__Document segment__.
The full generation structure and
very low couplings, $10^{-6}$(!!), can be probed. In the most optimistic case
the mass reach is $170,195,205\gev$ for the operators $L_{\tau,\mu,e}Q{\bar
D}$ respectively. We conclude that HERA offers a {\it very promising}
discovery  potential for \rpv\  SUSY.}}
\end{center}


\section {Introduction}
When extending the Standard Model to include supersymmetry \cite{susyreview}
the superpotential contains terms  which lead to unsuppressed proton decay. The
most elegant and economic solution to this problem is to impose a discrete
symmetry which disallows the dangerous $\Delta B \not=0$ terms. Several
discrete symmetries have been proposed, with R-parity ($R_p$)

__Short problem A__.
Retype the records between the line holding "of the masonry" and the final line of the records, inclusive.
The passage on supersymmetry and the records were taken from unrelated sources.

__Dataset excerpts__.
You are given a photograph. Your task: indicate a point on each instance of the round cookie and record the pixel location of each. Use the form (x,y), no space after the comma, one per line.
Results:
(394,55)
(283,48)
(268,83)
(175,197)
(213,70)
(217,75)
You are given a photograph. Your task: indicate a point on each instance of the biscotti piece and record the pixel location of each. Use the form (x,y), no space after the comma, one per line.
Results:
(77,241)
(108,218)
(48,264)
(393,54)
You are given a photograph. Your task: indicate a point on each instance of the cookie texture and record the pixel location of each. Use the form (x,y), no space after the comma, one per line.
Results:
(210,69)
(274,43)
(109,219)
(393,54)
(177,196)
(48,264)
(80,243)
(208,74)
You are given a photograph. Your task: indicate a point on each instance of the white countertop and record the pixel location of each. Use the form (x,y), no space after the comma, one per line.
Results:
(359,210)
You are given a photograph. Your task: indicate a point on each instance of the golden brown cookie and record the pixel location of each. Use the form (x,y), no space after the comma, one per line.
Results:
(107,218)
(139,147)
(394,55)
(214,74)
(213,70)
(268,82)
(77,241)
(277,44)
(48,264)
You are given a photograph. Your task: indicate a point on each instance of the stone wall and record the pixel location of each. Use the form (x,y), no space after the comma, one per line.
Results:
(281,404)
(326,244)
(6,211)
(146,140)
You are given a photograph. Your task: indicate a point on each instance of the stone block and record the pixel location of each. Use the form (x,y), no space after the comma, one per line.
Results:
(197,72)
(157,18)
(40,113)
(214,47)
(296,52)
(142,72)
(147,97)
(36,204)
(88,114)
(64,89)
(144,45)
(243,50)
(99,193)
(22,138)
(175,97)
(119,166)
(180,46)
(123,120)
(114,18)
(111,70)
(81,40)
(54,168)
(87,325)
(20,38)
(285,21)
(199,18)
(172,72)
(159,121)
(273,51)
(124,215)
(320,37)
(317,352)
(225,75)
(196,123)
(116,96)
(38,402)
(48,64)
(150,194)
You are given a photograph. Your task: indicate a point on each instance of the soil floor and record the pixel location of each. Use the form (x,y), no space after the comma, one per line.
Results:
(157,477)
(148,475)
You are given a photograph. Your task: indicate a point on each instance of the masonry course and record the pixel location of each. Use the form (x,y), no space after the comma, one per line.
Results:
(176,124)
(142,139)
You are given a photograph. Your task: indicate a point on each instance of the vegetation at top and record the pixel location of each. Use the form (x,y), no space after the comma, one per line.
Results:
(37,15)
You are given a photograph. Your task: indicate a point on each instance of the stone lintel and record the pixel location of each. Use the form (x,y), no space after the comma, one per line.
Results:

__Short problem B__.
Echo the supersymmetry passage between "The full generation" and "with R-parity ($R_p$)", inclusive, and keep every character the same.

__Full answer A__.
You are given a photograph. Your task: indicate a point on each instance of the masonry course and record the pixel location of each. Use the form (x,y), no space after the comma, one per line.
Results:
(176,124)
(142,139)
You are given a photograph. Your task: indicate a point on each instance of the vegetation at top and record the pixel location of each. Use the form (x,y), no space after the comma, one per line.
Results:
(37,15)
You are given a photograph. Your task: indicate a point on each instance of the stone lintel and record the pixel location of each. Use the form (x,y), no space after the comma, one per line.
Results:

__Full answer B__.
The full generation structure and
very low couplings, $10^{-6}$(!!), can be probed. In the most optimistic case
the mass reach is $170,195,205\gev$ for the operators $L_{\tau,\mu,e}Q{\bar
D}$ respectively. We conclude that HERA offers a {\it very promising}
discovery  potential for \rpv\  SUSY.}}
\end{center}


\section {Introduction}
When extending the Standard Model to include supersymmetry \cite{susyreview}
the superpotential contains terms  which lead to unsuppressed proton decay. The
most elegant and economic solution to this problem is to impose a discrete
symmetry which disallows the dangerous $\Delta B \not=0$ terms. Several
discrete symmetries have been proposed, with R-parity ($R_p$)